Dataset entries
:::
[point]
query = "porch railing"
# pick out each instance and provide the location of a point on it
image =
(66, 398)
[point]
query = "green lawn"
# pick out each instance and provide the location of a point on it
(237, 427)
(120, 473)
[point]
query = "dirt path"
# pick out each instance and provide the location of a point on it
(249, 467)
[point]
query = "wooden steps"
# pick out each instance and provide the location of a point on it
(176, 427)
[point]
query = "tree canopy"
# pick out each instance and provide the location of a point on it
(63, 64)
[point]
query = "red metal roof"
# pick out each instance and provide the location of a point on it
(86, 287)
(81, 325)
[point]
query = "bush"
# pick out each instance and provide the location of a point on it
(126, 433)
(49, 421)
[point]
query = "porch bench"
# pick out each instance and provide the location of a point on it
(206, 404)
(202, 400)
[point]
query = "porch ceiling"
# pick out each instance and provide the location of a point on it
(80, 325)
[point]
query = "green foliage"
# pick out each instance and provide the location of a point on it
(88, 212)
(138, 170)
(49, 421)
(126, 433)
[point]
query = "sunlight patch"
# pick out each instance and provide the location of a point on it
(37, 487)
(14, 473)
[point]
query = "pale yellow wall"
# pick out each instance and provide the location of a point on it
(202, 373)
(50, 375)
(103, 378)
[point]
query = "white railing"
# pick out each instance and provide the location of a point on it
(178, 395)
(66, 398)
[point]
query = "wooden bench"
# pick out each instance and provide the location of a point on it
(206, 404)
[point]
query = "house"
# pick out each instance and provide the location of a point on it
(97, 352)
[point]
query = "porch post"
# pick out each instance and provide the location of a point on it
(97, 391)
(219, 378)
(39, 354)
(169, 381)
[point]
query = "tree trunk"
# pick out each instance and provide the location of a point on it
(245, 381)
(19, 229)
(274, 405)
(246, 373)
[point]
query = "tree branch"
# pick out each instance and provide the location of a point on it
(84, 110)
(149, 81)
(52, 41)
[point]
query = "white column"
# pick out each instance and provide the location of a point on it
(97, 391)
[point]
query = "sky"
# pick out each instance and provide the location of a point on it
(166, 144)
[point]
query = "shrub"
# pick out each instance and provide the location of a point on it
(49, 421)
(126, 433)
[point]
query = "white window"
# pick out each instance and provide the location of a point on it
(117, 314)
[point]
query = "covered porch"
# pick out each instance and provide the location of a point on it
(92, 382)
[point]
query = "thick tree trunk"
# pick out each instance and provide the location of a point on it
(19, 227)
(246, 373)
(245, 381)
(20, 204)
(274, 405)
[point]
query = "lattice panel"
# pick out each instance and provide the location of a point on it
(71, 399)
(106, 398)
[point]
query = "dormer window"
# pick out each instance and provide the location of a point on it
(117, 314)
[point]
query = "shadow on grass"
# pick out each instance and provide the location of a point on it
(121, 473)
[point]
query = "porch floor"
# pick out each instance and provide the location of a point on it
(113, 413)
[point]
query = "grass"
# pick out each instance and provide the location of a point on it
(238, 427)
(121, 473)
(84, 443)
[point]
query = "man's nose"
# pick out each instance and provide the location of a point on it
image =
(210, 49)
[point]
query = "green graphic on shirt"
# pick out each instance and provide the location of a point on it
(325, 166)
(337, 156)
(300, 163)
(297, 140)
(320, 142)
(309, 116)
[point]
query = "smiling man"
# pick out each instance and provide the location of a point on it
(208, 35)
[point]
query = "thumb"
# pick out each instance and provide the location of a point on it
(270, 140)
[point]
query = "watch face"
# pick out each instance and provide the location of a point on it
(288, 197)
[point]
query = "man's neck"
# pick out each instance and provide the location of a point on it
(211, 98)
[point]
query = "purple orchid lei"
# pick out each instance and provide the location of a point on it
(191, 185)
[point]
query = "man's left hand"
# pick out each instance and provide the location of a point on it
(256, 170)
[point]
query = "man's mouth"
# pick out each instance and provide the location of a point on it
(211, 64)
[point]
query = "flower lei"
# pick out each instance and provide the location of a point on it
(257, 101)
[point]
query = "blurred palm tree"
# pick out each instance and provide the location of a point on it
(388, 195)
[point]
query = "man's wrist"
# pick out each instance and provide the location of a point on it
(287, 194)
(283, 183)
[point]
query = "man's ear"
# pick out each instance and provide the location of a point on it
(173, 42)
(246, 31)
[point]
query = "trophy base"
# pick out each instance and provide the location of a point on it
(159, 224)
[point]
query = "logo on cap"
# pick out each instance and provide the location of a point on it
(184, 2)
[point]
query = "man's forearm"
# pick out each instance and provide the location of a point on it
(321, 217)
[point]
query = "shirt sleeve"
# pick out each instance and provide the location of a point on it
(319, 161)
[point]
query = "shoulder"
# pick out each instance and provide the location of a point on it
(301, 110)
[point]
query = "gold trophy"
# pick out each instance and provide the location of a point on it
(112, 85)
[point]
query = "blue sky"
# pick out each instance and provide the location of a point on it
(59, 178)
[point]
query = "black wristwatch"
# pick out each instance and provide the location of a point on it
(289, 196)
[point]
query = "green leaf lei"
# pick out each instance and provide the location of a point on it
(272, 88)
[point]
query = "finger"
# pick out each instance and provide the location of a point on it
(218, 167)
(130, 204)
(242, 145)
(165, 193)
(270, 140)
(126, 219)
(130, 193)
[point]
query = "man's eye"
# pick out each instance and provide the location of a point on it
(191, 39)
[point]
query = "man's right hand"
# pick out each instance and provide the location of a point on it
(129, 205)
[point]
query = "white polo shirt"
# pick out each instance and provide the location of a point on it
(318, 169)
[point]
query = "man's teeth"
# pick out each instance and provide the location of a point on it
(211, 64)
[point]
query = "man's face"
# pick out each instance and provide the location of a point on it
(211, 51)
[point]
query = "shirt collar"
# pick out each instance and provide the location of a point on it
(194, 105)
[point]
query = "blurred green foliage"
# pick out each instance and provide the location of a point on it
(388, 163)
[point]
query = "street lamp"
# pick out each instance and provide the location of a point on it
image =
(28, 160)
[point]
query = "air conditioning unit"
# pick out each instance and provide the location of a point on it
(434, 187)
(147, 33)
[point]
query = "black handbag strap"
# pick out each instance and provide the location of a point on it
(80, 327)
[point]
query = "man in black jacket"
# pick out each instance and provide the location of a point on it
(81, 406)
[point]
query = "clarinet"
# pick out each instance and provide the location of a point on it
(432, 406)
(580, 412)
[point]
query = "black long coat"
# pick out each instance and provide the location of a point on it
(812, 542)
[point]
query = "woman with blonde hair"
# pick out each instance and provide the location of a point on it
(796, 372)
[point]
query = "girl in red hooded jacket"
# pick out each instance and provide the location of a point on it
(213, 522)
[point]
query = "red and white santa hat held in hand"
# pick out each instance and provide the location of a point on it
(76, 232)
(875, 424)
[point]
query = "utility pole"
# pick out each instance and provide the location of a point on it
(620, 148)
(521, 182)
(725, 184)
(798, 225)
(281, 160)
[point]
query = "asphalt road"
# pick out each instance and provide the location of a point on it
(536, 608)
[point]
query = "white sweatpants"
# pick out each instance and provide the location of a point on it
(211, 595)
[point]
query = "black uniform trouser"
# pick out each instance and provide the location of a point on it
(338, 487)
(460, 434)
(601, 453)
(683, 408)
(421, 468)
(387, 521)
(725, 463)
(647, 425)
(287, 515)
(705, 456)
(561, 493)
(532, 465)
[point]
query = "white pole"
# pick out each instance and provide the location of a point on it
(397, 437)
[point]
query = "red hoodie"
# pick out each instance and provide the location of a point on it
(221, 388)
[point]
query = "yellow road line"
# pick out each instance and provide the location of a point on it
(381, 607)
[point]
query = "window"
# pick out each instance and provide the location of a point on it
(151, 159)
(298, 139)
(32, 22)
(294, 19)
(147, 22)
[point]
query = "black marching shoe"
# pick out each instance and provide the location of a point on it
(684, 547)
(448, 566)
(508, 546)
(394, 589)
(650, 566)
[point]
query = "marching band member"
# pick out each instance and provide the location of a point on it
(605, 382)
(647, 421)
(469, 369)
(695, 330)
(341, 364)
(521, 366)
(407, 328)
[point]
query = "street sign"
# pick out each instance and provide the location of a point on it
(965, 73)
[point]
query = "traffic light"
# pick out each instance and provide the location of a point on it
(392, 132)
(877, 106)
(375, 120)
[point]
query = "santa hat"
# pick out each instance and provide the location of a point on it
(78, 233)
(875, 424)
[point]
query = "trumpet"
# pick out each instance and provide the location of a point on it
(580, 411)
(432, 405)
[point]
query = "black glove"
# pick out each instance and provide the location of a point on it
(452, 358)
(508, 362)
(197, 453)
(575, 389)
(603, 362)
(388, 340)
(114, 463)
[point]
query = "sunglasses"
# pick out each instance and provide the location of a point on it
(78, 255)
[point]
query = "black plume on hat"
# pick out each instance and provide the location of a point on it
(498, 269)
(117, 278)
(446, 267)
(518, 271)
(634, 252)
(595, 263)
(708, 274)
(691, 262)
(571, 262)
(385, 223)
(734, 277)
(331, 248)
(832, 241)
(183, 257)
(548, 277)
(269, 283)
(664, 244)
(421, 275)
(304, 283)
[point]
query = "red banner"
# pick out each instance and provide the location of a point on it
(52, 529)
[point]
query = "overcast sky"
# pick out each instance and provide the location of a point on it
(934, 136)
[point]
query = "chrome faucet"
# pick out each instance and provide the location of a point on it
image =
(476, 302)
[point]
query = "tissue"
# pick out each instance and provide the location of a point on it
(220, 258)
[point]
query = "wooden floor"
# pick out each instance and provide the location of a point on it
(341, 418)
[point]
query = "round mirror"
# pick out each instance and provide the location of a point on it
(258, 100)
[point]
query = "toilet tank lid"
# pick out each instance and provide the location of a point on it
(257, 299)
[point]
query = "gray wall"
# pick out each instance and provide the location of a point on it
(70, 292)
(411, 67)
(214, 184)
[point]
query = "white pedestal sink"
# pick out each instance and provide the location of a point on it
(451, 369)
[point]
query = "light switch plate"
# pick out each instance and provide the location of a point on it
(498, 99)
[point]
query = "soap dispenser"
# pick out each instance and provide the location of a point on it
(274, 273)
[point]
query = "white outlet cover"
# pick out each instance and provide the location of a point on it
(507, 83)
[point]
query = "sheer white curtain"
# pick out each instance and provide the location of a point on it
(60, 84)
:::
» Exercise brief: Filter the entries above down to the lines that hold the word "santa", and copy those lines.

» Expected answer:
query = "red and white santa hat held in hand"
query = "santa hat"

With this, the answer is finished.